# Work to complete
Copy the listing below, replacing every "keypoint" with "marker" and leaving everything else unchanged.

BEGIN Data provided

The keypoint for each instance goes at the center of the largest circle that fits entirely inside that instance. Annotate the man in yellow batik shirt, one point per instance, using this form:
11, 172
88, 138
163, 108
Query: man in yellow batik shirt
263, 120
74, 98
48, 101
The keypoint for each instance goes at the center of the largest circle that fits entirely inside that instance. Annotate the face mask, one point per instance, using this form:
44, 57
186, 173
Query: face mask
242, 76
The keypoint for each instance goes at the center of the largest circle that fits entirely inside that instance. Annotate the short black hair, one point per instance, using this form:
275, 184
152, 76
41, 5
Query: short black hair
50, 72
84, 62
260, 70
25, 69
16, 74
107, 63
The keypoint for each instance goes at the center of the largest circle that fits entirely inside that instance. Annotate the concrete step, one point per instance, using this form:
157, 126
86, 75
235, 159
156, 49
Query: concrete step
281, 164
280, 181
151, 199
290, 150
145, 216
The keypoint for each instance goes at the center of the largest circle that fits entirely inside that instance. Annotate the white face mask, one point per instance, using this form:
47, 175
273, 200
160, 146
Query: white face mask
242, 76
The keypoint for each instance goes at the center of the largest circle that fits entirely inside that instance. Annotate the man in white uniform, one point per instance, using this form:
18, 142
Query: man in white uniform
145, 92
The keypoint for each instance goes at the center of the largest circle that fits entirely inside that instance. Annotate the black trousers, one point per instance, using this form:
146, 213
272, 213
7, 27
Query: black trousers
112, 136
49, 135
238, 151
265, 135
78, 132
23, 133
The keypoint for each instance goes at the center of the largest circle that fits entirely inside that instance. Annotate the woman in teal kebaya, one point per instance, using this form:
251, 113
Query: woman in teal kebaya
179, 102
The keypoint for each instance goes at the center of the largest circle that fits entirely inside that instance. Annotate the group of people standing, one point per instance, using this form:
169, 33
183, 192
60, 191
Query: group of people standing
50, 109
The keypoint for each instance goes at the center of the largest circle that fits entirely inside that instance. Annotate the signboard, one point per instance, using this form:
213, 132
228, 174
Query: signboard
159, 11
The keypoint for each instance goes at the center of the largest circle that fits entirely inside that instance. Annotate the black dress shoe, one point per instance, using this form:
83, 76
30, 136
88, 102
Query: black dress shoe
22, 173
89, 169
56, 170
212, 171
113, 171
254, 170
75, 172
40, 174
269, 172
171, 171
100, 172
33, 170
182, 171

END Data provided

# Finished answer
The marker for each instance goes at the center of the largest circle that fits entirely inside that instance. Annotate the man in yellow batik shirt, one point per instance, using this form:
11, 172
88, 138
163, 108
Query: man in yellow batik shirt
263, 120
74, 98
48, 101
The marker for each instance goes at the center of the largest circle that fits entirely inside that instance. Annotate the face mask, one point per instance, using this form:
44, 57
186, 173
Query: face mask
242, 76
The marker for each instance goes at the center of the largest circle that fits entirely inside that instance. Annotate the short black hair, one point per instance, using this form:
275, 184
152, 76
41, 5
Query: short black hair
50, 72
84, 62
260, 70
25, 69
16, 74
107, 63
The marker for each instance goes at the center of the largest circle that fits entirely inside that instance. Annotate the concrete step, one point per instance, using this form:
157, 126
86, 75
235, 159
156, 49
Query: concrete step
281, 164
280, 181
151, 199
290, 150
145, 216
The marker for each instance goes at the center of the largest circle that fits entirely inside that instance. Annotate the white face mask, one point per instance, using this form:
47, 175
273, 200
160, 146
Query: white face mask
242, 76
The marker for each instance goes at the center of the largest circle that fits entirely inside that instance. Annotate the man in white uniform, one point per instance, using this form:
18, 142
Query: man in white uniform
145, 92
The marker for each instance goes at the center of the largest circle that fits entirely inside that instance. Annotate the black trousers, one point per instance, using this form:
146, 213
272, 213
7, 27
Query: black trousers
112, 136
49, 135
238, 151
265, 135
78, 132
23, 133
The marker for each instance goes at the center of the largest circle that fits entirely inside that instance. Annotate the woman in teal kebaya, one point per instance, using this form:
251, 113
Query: woman in teal kebaya
179, 102
The marker for each instance goes at the center of the largest circle that fits entirely inside that instance. Annotate the group of people standing, one point per instance, using this form:
169, 33
183, 192
60, 191
Query: group of people standing
50, 109
The marker for each instance goes at the center of the largest circle that fits entirely inside that instance. Annotate the signboard, one point per instance, using this form:
213, 132
228, 174
Query: signboard
159, 11
The marker for each instance goes at the center of the largest circle that fits entirely inside that instance. Annotate the black dress shoe, one point per instance, using this form:
83, 76
30, 136
88, 102
Query: black dress shoe
22, 173
89, 169
56, 170
212, 171
113, 171
254, 170
75, 172
40, 174
269, 172
171, 171
100, 172
33, 170
182, 171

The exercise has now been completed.